▶ **The exercise**
Exactly reproduce the line that contains "of the blue" and all lines after it in the entries below, through the very last line.
* * * *
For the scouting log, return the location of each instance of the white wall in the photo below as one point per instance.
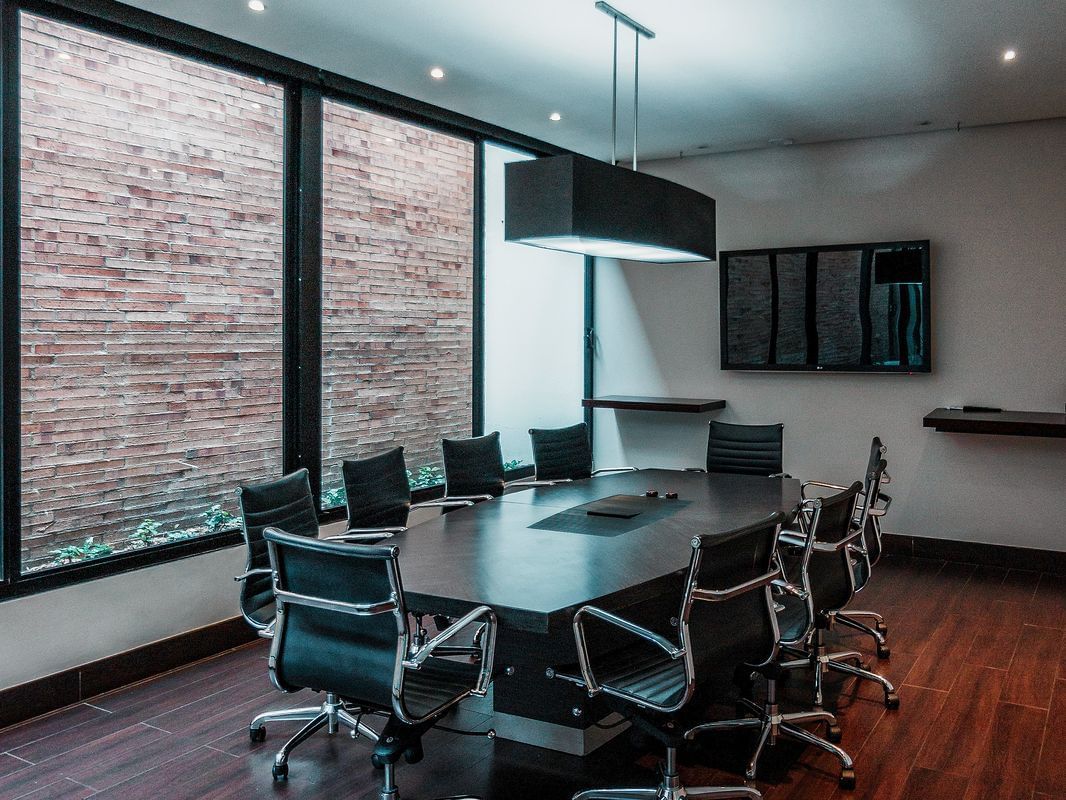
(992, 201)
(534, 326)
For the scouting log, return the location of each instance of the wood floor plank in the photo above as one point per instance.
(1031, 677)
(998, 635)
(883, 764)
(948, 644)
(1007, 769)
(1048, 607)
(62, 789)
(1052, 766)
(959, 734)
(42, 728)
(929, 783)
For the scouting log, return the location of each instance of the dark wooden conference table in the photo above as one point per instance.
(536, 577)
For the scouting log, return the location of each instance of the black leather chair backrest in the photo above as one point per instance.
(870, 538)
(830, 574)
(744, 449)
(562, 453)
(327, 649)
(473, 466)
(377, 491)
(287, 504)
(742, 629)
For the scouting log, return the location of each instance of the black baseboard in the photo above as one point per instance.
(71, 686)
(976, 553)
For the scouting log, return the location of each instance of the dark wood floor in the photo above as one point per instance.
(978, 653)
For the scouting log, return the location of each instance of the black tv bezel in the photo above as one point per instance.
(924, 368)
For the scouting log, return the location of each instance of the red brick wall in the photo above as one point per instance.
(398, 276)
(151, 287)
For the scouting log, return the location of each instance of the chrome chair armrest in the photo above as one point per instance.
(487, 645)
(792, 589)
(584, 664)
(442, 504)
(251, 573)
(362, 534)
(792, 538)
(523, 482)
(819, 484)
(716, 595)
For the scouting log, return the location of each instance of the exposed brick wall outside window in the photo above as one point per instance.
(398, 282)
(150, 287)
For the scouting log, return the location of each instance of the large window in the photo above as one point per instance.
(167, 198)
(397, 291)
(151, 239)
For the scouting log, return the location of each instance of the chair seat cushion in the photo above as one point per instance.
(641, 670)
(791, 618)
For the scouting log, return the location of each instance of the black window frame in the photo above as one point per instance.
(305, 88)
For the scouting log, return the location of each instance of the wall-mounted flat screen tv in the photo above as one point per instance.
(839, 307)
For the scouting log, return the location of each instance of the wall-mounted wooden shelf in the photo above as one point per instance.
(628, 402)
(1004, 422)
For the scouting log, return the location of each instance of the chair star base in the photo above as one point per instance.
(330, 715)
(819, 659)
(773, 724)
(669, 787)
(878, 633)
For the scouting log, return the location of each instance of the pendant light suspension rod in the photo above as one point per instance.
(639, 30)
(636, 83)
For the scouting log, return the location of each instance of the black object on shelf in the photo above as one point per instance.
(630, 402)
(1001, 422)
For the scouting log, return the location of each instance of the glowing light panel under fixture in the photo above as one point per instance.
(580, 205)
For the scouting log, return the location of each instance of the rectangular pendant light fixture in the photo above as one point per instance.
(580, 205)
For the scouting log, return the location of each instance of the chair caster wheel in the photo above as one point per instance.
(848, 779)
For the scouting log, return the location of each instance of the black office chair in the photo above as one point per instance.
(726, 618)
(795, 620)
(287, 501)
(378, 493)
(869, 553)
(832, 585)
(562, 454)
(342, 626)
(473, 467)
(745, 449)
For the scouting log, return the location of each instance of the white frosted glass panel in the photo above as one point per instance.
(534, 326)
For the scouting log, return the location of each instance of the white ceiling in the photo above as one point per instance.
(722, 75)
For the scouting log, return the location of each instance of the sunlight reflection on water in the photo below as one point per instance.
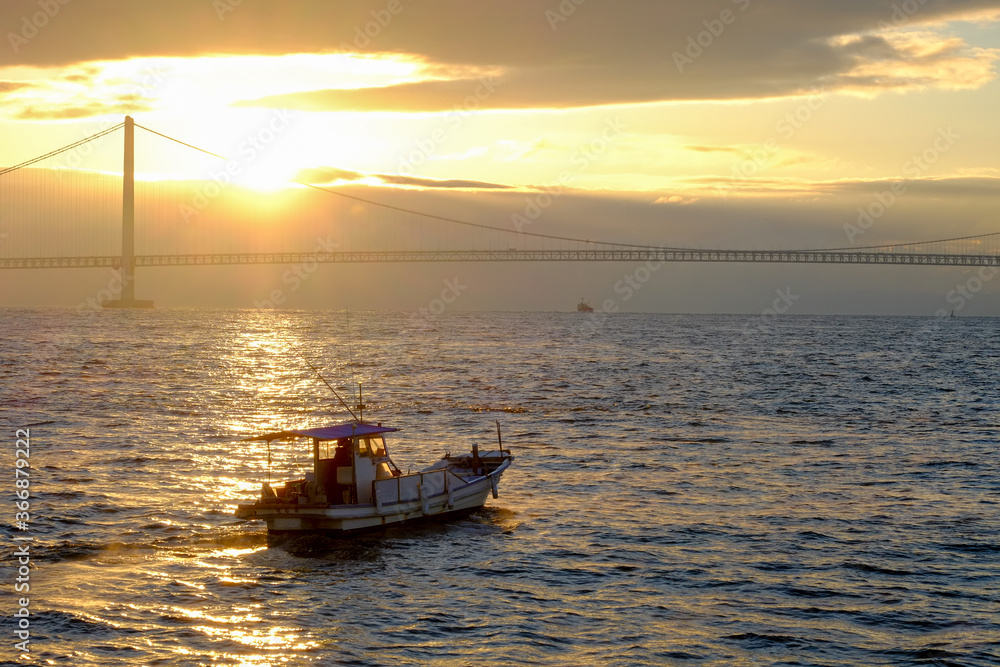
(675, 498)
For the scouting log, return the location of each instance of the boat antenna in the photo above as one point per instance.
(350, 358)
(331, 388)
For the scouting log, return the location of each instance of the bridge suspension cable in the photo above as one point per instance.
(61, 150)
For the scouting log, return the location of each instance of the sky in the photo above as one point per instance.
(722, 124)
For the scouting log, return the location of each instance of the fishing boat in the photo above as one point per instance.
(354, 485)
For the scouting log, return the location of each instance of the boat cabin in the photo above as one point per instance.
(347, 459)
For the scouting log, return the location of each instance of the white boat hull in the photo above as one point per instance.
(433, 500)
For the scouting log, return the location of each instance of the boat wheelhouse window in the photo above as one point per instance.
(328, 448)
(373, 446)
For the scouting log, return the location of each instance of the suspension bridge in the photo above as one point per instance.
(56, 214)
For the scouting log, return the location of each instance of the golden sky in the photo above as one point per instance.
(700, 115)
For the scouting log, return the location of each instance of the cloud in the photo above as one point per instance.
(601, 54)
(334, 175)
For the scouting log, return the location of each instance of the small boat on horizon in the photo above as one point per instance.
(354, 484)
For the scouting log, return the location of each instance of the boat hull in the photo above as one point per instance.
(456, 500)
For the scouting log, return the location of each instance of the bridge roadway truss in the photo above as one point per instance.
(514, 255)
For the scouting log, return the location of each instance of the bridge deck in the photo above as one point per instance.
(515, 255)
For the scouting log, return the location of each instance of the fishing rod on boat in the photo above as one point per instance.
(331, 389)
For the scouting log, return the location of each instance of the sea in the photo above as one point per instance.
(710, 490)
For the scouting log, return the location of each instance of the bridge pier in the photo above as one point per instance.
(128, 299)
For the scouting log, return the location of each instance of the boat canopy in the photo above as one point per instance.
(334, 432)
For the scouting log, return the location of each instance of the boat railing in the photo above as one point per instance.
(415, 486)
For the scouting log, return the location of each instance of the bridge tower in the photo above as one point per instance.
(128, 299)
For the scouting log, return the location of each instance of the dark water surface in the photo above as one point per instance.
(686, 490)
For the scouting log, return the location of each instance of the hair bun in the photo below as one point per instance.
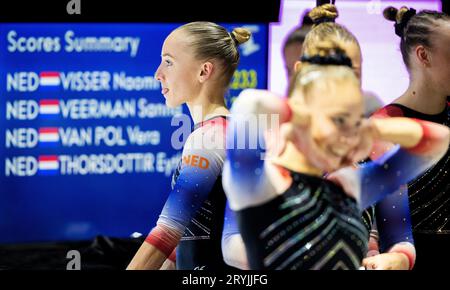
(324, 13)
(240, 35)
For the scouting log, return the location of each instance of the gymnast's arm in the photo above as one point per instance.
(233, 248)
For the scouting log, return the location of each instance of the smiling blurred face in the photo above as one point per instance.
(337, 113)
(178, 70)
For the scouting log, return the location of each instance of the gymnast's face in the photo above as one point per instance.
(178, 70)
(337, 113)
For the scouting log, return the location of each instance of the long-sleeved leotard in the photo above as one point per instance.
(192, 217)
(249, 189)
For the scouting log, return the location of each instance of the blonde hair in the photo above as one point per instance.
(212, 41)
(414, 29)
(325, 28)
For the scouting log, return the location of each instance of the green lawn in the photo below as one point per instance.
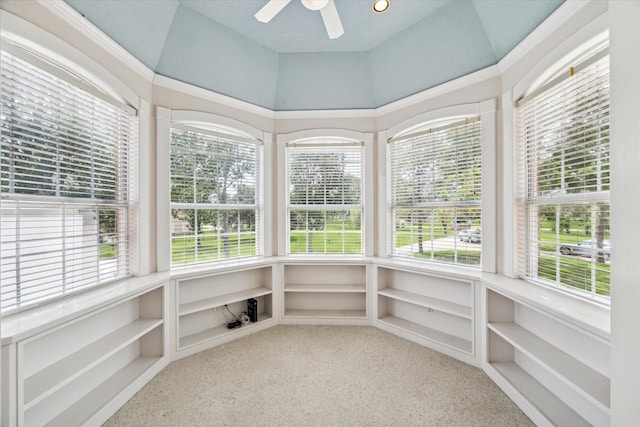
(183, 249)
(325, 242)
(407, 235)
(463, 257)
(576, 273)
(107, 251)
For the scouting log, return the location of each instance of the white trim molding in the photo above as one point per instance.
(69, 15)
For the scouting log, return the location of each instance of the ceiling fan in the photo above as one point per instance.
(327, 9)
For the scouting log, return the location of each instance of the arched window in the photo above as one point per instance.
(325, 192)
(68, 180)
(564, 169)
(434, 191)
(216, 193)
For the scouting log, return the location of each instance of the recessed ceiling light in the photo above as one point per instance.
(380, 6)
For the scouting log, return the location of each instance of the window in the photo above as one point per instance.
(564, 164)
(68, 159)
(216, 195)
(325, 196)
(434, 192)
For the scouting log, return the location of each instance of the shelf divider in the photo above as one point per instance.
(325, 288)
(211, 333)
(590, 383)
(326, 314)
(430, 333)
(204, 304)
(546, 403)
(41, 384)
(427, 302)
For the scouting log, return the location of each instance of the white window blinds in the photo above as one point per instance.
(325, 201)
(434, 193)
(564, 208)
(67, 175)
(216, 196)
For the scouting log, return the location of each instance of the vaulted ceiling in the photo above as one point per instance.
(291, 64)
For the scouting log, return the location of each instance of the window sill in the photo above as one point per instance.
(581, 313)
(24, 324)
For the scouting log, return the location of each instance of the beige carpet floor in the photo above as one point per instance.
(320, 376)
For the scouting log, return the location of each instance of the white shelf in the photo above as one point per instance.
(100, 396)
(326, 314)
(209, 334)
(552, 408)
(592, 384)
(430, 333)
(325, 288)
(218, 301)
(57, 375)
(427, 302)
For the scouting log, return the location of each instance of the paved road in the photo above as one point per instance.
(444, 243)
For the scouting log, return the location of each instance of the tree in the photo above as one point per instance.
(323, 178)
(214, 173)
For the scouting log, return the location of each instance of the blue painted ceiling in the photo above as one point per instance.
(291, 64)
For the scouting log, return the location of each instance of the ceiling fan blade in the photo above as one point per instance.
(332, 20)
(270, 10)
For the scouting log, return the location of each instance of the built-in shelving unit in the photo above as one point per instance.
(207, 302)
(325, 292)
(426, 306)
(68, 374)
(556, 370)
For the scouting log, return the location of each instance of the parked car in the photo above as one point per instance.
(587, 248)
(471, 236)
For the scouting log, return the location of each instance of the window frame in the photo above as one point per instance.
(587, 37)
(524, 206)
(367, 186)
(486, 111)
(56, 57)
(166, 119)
* * * *
▶ **Result of the exercise**
For the scouting log, return the location of each instance of the blue painted ceiling in the photo above as one point per instance.
(291, 64)
For the scouting log, return the location of each instance of the ceiling fan blade in the photo above as one point per instance.
(332, 20)
(270, 10)
For the scouting log, return the location of each instance of the built-in shelving unit in the photo above as one point per instance.
(207, 302)
(325, 292)
(426, 306)
(68, 374)
(556, 370)
For the scouting log, return the location of each instance of the parked car in the photo above as one point per instance.
(587, 248)
(471, 236)
For the scouting log, return the location of each instance of the window frame in the photo above as one point per instance.
(587, 37)
(524, 206)
(367, 186)
(486, 111)
(56, 57)
(166, 119)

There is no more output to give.